Add 147 to each coordinate in the answer points, leaving the request lines and their sample points unchanged. Rewrite the listing, requests included, from its first line through the line containing "<point>239,78</point>".

Start EXERCISE DATA

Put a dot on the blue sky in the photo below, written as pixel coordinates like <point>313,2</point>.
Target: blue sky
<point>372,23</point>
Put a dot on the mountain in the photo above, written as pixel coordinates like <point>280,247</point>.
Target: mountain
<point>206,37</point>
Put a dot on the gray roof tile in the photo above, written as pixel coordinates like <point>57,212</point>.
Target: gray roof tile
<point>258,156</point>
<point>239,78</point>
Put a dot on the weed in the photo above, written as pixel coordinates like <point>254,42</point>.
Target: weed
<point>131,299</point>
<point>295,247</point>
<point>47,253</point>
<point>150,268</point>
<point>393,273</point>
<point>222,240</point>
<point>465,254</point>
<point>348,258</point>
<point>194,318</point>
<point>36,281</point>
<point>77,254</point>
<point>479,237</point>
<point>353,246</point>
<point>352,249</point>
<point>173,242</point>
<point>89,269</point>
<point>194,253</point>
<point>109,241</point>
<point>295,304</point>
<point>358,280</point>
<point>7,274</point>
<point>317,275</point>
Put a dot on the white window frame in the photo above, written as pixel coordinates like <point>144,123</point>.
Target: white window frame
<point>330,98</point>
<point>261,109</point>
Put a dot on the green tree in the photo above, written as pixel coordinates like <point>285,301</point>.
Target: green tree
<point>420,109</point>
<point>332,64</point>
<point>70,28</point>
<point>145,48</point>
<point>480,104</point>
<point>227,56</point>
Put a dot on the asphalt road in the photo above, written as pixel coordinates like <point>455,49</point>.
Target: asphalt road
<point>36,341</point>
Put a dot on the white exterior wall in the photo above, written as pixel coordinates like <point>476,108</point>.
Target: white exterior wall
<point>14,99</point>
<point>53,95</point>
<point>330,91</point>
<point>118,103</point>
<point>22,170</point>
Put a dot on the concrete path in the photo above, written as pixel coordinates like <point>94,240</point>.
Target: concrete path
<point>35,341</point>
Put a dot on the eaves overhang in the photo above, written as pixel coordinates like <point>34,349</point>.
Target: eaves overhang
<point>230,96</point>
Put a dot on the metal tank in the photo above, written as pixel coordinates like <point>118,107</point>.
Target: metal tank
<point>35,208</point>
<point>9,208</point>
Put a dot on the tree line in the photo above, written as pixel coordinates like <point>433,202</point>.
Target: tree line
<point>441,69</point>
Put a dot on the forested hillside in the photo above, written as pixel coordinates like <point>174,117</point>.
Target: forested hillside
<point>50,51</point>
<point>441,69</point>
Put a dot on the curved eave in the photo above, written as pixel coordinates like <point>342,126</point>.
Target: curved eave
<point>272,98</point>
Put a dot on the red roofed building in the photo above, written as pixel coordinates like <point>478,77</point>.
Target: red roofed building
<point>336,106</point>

End EXERCISE DATA

**SOLUTION**
Put a dot on the blue sky in the photo below, written as pixel coordinates like <point>313,2</point>.
Target: blue sky
<point>519,170</point>
Put a dot on the mountain in the photo above, written as pixel coordinates like <point>280,247</point>.
Target: mountain
<point>353,184</point>
Put a dot on the gray roof tile in the photo above, written as pixel coordinates like <point>57,212</point>.
Target: gray roof tile
<point>405,303</point>
<point>386,225</point>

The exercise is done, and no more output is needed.